== Passage ==
——

SOUTH PORTLAND — For nearly a quarter century, when police officers in the Greater
Portland area have needed to perform their jobs under water, they’ve turned to
Paul Rollins, 63, of South Portland, for the requisite training. His business
on Washington Avenue, Rollins Scuba Associates, keeps him busy when he is not
certifying new divers or working at his other job, as director of special
services for Alpha One, a South Portland company that helps the handicapped
with mobility issues.
Last week, after leading officers from Portland and South
Portland in their monthly training, he took time to recount how he got his
start, and what it takes to do the job.
Q: How were you chosen to
train dive team members for the Portland and South Portland Police Departments?
A: I actually created Portland’s dive team 23 years ago and South
Portland’s four years ago. The original dive team in Portland originated from a
case on the waterfront where a kid escaped from the Long Creek Youth
Development Center in South Portland, stole a bicycle, went down on the
waterfront and cut the throat of a lady. He then threw her in the water. At the
time the city had no capabilities to do anything under water. They basically
got her out and then I went in under the piers and did a metal detector search
for them. As a spin-off from that, the Portland Police Department decided they
wanted some divers.
Q: How did Portland find
you for that job?
A: I was actually working for the city at that time, and everyone
knew of my interests in diving – I’ve been teaching it for almost 40 years
now. But, most importantly, I think, I had the equipment. Early on, they were
using all my equipment. So, I helped a couple of officers get certified and
that kind of created the team.

——

== Data section ==
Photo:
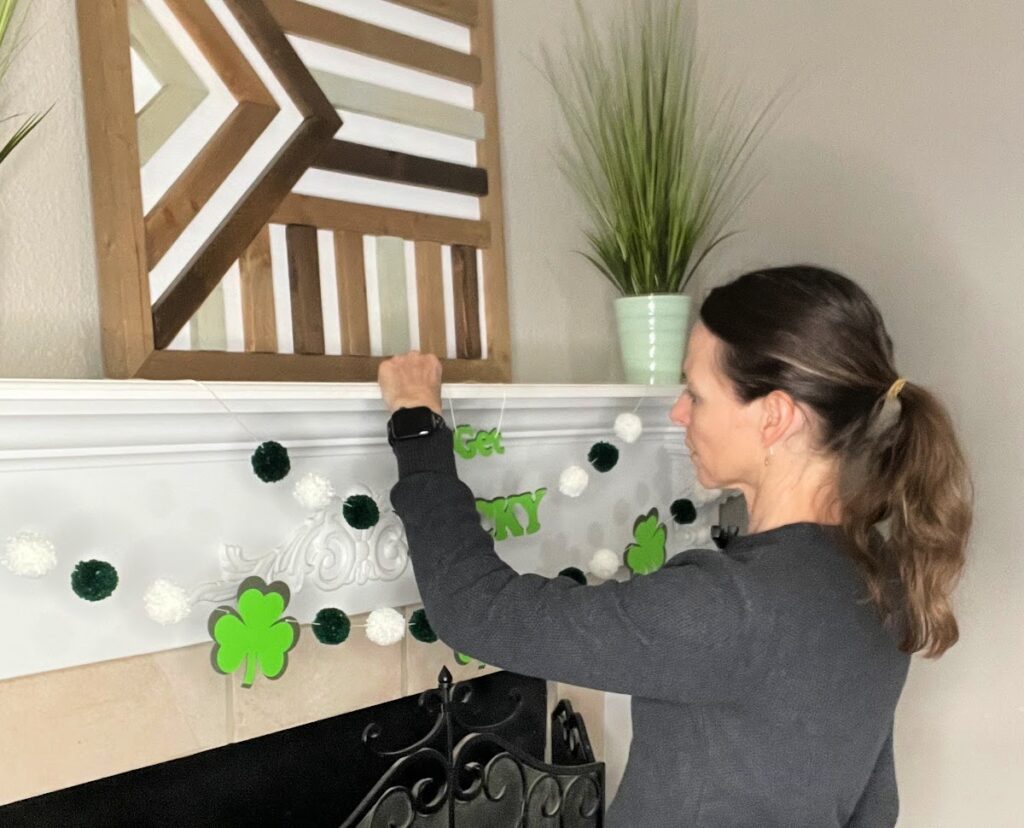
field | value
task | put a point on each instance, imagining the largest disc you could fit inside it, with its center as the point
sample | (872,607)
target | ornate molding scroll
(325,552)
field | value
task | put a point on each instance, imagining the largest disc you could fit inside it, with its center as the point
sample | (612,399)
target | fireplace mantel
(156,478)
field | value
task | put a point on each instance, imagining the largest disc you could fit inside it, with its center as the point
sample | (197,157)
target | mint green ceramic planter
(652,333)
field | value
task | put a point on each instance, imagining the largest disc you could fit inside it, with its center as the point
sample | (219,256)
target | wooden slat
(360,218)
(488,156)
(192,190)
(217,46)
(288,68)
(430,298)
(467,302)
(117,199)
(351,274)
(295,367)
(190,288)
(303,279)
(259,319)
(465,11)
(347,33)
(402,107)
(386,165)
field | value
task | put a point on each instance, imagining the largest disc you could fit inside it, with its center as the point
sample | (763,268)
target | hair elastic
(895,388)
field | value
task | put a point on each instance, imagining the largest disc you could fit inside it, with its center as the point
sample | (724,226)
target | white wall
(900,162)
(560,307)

——

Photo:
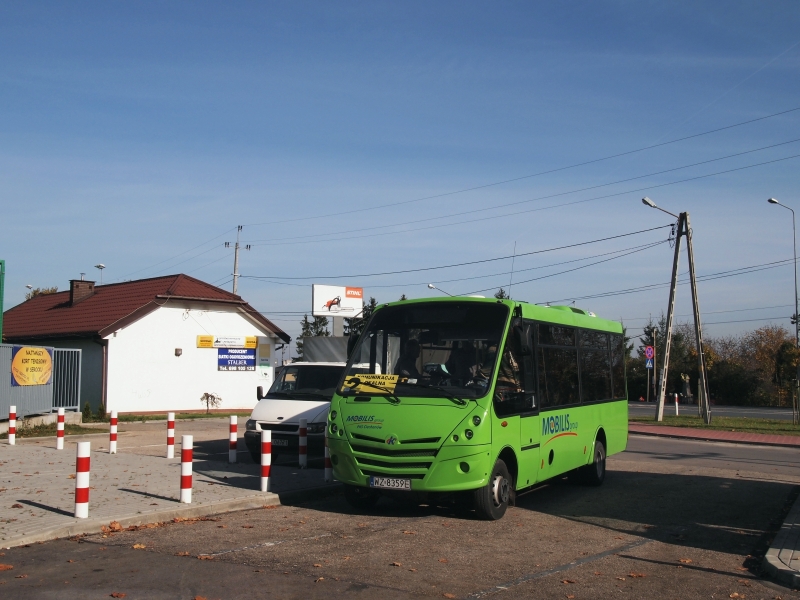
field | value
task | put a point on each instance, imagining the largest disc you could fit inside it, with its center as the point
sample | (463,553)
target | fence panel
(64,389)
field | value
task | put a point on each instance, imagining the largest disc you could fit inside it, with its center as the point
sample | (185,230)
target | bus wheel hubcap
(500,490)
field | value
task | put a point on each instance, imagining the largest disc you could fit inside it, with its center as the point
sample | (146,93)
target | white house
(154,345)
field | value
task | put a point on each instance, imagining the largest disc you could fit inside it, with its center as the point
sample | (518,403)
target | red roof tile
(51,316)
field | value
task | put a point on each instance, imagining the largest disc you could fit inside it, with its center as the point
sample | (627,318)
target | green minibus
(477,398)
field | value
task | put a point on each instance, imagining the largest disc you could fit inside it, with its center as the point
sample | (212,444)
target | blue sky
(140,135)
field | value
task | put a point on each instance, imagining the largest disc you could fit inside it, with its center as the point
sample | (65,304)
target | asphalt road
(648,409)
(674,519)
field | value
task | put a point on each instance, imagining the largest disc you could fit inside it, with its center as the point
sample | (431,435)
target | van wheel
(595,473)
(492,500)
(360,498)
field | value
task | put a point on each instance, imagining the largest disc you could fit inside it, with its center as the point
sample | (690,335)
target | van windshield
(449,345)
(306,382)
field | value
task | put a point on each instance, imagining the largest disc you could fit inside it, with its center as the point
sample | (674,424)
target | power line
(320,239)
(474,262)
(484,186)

——

== Aim of the task ==
Write the next part of the police dive team interview, picking up after its last line. The entries have nothing to do with what comes next.

== Final result ==
Q: How did the dive team
develop from there?
A: Well, t wasn’t until about 10 years go that Portland decided
it actually needed to budget for a dive team. Until then, there might have been
two or three guys at any one time certified, but no more because you can’t have
a team and expect the guys to provide all their own equipment. They had to pay
for the courses, supply their own equipment and have it always ready on call if
needed. Now that it’s a budgeted item, we have six certified divers in Portland
and four in South Portland.
Q: What is the most
important thing the public should know about the dive team?
A: I would never profess a law enforcement team to be a rescue
team. That creates a false sense to the public, which I will not do, that you
might actually be able to save somebody. We are a search and recovery team. If
your kid is under the ice and someone says, ‘They’ve got a rescue team, they’ll
come to the rescue.’ No, we won’t. We’re only going to recover the body, if
you’re lucky. So, the public always needs to exercise extreme caution around
the water.
Q: What else to police
divers do?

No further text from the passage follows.